WRITTEN PROBLEM 1: In the text about siding in Closter below, condense the paragraph that begins "The freeze-thaw cycles" into a short bulleted list that keeps its main facts.
WRITTEN PROBLEM 2: Resume the text about siding work in Closter below, picking up right after its last sentence.

TEXT EXTRACT:

────

Closter’s housing stock tells the story clearly. Most of the borough was built out in the 1950s and 1960s, after the Palisades Interstate Parkway opened and families started moving into the Northern Valley in earnest. That means a large share of homes here are 60 to 70 years old — and the siding on many of them is either original or was replaced once, decades ago. First-generation vinyl from the 1980s and 1990s is now 30 to 40 years in. It was never meant to last this long.
The freeze-thaw cycles Bergen County puts homes through every winter are relentless. Water gets into micro-cracks, freezes, expands, and opens those cracks a little wider each season. When the siding is properly installed — with the right moisture barrier, correctly lapped panels, and flashing that actually seals at every penetration — that cycle stops doing damage. Your walls stay dry, your insulation stays effective, and your home holds its value in a market where buyers and their attorneys look closely at everything.
We’ve been working on homes in Bergen County for nearly ten years. Not a franchise. Not a seasonal crew. A local, family-run operation that built our reputation the hard way — one project at a time, through word-of-mouth from homeowners in Closter, Demarest, Cresskill, and surrounding communities who told their neighbors.
That matters in a community like Closter. This is a town where people talk. Where your neighbor at Closter Plaza knows our name, and where a bad job follows a company for years. The reviews that drive this business aren’t from a marketing campaign — they’re from real homeowners in the Northern Valley who saw the finished work and chose to share it.

────

GIVEN DATA:
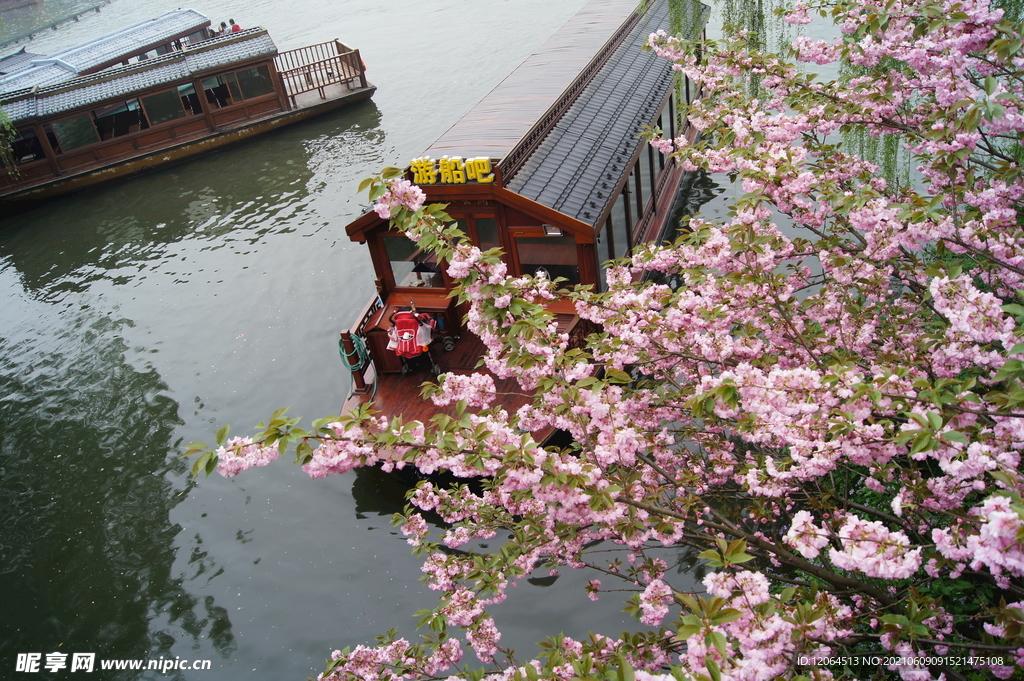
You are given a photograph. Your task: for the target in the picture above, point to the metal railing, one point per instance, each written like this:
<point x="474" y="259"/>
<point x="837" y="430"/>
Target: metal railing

────

WRITTEN REPLY 1:
- Each Bergen County winter, water seeps into micro-cracks, freezes, expands, and widens them a little more.
- Properly installed siding stops this damage. That means the right moisture barrier, correctly lapped panels, and flashing that seals at every penetration.
- The result is dry walls, effective insulation, and a home that keeps its value in a market where buyers and their attorneys inspect closely.

WRITTEN REPLY 2:
Being a full-service exterior contractor — roofing, gutters, and siding — also means we understand how a home’s exterior works as a system. Where a siding-only crew might miss a flashing issue at the roof-wall line, or leave a gutter problem that feeds water directly behind new panels, we catch it. Because we’ve seen what happens when those details are skipped.
It starts with a free inspection. A trained eye walks your exterior — not just the siding panels, but the substrate underneath, the flashing at every transition, the condition of trim and corner posts, and anywhere moisture may have already found a way in. For older homes in Closter, especially the mid-century colonials and split-levels that make up most of the borough, that assessment often reveals things a surface-level quote would miss entirely.
From there, you get a written estimate. Not a ballpark, not a verbal number that shifts when the crew shows up — a written scope of work with materials, labor, and pricing spelled out before anything starts. In New Jersey, siding replacement typically requires a construction permit through the borough’s Construction Code office. We handle that process for you, so you’re not chasing paperwork or worrying about what shows up in a permit history search when you eventually sell.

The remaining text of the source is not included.